>> begin
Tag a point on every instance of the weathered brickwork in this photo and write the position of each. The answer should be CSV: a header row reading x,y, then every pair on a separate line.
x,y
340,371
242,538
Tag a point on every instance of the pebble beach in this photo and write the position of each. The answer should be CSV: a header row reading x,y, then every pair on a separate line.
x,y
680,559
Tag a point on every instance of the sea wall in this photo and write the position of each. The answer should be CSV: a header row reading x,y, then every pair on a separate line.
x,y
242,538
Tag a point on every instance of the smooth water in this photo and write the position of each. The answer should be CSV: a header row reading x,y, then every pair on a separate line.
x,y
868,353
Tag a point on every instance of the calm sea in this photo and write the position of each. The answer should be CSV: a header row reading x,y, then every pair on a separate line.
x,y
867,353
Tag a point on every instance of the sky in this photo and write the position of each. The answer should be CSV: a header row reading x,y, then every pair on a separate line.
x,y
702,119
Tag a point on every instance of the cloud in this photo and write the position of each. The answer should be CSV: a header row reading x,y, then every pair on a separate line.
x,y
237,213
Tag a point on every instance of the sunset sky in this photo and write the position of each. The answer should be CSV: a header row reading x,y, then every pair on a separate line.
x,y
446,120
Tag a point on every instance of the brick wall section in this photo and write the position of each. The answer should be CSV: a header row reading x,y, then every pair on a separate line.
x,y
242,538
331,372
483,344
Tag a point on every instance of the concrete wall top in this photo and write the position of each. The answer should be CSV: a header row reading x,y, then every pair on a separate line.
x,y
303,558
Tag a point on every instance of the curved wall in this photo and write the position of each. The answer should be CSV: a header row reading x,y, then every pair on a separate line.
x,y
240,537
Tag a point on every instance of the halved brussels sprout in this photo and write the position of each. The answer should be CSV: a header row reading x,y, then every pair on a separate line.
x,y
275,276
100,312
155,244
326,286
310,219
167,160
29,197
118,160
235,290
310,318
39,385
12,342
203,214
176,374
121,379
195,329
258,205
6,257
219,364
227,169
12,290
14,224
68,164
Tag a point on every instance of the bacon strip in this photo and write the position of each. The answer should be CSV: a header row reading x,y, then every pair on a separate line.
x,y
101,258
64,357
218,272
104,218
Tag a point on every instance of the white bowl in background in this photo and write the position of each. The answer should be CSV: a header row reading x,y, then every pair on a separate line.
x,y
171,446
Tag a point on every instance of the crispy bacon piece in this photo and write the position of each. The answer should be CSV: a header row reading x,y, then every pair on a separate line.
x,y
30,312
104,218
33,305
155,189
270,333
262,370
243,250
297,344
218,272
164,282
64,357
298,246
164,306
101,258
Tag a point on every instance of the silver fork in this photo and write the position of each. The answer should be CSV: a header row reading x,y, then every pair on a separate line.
>> end
> _WHAT IS ASKED_
Copy every one of the records above word for word, keeping them in their original order.

> _OUTPUT OF THE EXERCISE_
Tag a point on every instance of the weathered brickwork in this photo and write the position of each. The answer should be CSV: a header row reading x,y, then every pair on a separate line.
x,y
340,371
242,538
Tag a point on every instance of the pebble beach in this photo and write the position of each. The answer should be CSV: a header row reading x,y, then every pair on a separate line.
x,y
680,559
Tag a point on every instance of the sea wall in this photo and write the position of each. The answer should be CSV: a header row reading x,y, then every pair on a separate line.
x,y
242,538
Tag a point on every instance of the smooth water in this photo and write the position of each. The answer should be CSV: a header row reading x,y, then every pair on a separate line.
x,y
868,353
Tag a point on every instance of the calm sea in this photo and write the position of each. The answer should be CSV: a header row reading x,y, then every pair on a separate line.
x,y
867,353
Tag a point on every instance of the sky in this photo and write the position of each. The answer should be CSV: a header row reading x,y, then every pair on a separate line.
x,y
702,119
Tag a point on every instance of the cloud in this photo and write the position of each. The answer should be CSV: a header row reading x,y, then every pair on a separate line.
x,y
237,213
Tag a point on every instance of the sunset sky in this photo and write the position of each. The answer should be CSV: a header row reading x,y, then every pair on a separate line.
x,y
446,120
Tag a point on every instance of the brick wall section in this photo and write the position of each. The answer should be CSV: a header row reading x,y, then every pair on a separate line.
x,y
242,538
331,372
483,344
Tag a point on every instance of the concrete wall top in this photo and write the position of each. The answer should be CSV: a header row reading x,y, then every pair on a separate line.
x,y
303,558
Tag a point on every instance of the curved wall in this photo and write the position of each. The answer should be CSV: a header row reading x,y, then every pair on a separate line.
x,y
240,537
Tag a point on every instance of the halved brussels sprout in this photo and write the position of each. The answer should be CSV: a header row reading x,y, then every pair on a separate line.
x,y
275,276
100,312
155,244
326,286
310,219
167,160
29,197
118,160
235,290
310,318
39,385
12,342
203,214
176,374
121,379
195,329
258,205
6,257
219,364
227,169
12,290
14,224
68,164
Tag a point on every instance of the bacon strip in this photo and write the position of each. The answer should be CSV: a header row reading x,y, then every pair on a separate line.
x,y
101,258
64,357
218,272
104,218
Tag a point on every instance of the white bowl in background in this photo and write the position of each. The answer should be CSV: a header row reading x,y, then every pair on a separate line.
x,y
171,446
Tag a point on every instance of the crispy bacon piece in this photo and write the position of each. The answer should be CSV: a header row reading x,y, then every pair on a separate line.
x,y
30,312
104,218
33,305
155,189
270,333
262,370
243,250
297,344
218,272
164,282
64,357
298,246
164,306
101,258
Tag a point on every instance of the silver fork in this photo and write the position of each. The answer should be CSV: a header row reading x,y, then every pair on a separate line.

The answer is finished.